* _Text segment_
_ _ _ _
My wife and I have many things in common. We were both school administrators. We were both teachers. She finished her PhD recently and if everything goes according to plan I will finish my PhD in the next 18 months. We have almost identical formal training in child development and we are both pretty laid back when it comes to our parenting. All that being said, if you ask either of us if we parent like the other we would both say we are very, very different. That is a good thing. A little story to illustrate my point.
I tend to overestimate what our children are capable of doing. That is probably more wishful thinking than anything else, but I also tend only to consider the positive outcomes. My motto is often, "What is the worst that could happen?" followed by the shrug emoji (¯\_(ツ)_/¯), while Sarah's motto is more often "What IS the worst thing that could happen" followed by the terrified emoji.
A couple of years ago, when our twins were just learning to ride bikes, we went over to our local park to ride around on some trails. At this park is a very large hill. I encouraged the boys to go ahead and ride down it, even though Sarah was not so sure they should because they were just getting comfortable on the bikes and could crash pretty hard. Even though Sarah was apprehensive she didn't say anything.
Long story short, both twins made it all the way down the hill without incident . . .THE FIRST TIME. After getting comfortable, one of the twins, Jack, got a little less cautious and wiped out pretty hard. Even though her natural instinct was to run over and help him up Sarah didn't. She looked to me to help him. I ran over, helped him up, dusted him off, and put him back on the bike. As anyone would be after a crash, he was tentative for the next couple of hours, but he was riding around.
_ _ _ _
* _Source information_
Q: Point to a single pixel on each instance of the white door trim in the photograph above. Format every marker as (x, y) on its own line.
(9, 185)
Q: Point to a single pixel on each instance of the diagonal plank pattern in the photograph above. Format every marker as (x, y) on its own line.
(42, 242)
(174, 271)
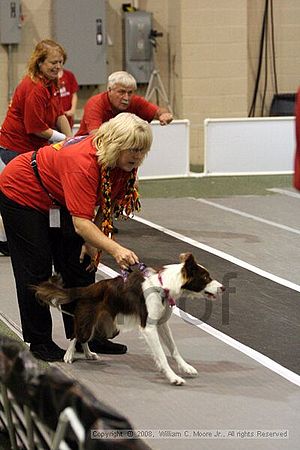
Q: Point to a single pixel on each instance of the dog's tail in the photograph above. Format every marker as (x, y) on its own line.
(52, 293)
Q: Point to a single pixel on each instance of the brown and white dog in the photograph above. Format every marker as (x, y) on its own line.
(145, 299)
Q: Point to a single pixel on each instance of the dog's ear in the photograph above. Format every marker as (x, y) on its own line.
(183, 257)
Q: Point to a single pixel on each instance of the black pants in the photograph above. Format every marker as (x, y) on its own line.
(34, 248)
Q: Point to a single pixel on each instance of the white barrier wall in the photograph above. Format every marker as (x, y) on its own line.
(169, 154)
(249, 145)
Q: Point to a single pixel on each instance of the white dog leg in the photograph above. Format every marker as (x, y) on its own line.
(151, 335)
(69, 355)
(165, 334)
(87, 352)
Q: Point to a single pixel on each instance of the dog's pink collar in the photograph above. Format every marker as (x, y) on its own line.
(166, 291)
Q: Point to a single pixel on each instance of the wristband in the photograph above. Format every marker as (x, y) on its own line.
(57, 136)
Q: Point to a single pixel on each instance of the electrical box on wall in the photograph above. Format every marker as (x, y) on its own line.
(80, 27)
(10, 22)
(138, 51)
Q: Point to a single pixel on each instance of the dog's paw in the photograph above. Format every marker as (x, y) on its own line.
(92, 355)
(68, 358)
(188, 370)
(177, 381)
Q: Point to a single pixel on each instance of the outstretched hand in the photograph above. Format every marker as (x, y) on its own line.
(125, 257)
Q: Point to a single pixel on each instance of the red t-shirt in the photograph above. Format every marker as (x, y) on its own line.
(98, 109)
(35, 107)
(71, 175)
(67, 87)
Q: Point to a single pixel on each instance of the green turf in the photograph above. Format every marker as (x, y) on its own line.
(213, 186)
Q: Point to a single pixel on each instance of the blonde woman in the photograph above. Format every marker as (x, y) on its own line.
(47, 201)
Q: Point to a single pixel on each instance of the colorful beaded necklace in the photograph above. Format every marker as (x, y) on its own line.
(124, 207)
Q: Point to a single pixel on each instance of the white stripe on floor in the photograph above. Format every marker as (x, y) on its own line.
(213, 251)
(285, 192)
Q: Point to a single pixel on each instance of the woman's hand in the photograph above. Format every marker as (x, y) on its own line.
(124, 257)
(87, 249)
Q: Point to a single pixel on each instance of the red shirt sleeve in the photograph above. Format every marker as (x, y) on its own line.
(42, 108)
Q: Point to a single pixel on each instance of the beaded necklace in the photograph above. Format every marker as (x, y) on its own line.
(124, 207)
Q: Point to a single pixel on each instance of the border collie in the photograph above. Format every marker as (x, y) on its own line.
(143, 298)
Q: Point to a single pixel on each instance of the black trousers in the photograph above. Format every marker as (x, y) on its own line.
(34, 247)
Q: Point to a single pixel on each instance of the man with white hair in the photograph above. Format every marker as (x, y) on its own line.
(119, 97)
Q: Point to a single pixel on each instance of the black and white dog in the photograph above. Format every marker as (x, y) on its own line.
(145, 299)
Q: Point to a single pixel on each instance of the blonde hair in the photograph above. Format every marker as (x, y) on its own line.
(40, 54)
(123, 78)
(126, 131)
_ _ _ _
Extend the piece about the two parenting styles and the twins' bike ride at the park, carrying it on from the point where it stops.

Flash forward one week. I come home late from class, and the boys were all super excited to tell me about the huge crash Jack had riding his bike earlier in the day. As little (and big) boys often do, they had made a jump out of some lumber and were daring each other to go over it. None of them were willing until Sarah came out and encouraged each of them to just go ahead and jump it. Jack was the only one brave enough to do it and he crashed spectacularly. He was scrapped up and bloody, but after a few minutes he was totally consumed with telling the story of the crash, because it made him a hero in his brothers’ eyes. He was so excited to tell me and show me his scrapped knees.
Later that night, I asked Sarah what in the world she was thinking when she encouraged him to jump off a super sketchy ramp constructed by 6- and 8-year-old boys, and made up of loose lumber. She admitted she thought it was a bad idea, but she said she knew I would say "What is the worst that could happen" (¯\_(ツ)_/¯)?” I told her that since we didn't have to go to the hospital and we got a couple of good stories out of it, I guess it was the right call. Isn’t that what a “good dad” is supposed to say to a mother who recognizes the need for risk, even though her own tendency might be to protect her young? Personally, I’m glad there are two of us in this parenting arrangement. It’s helps to keep perspective for both of us and I’m sure our kids benefit.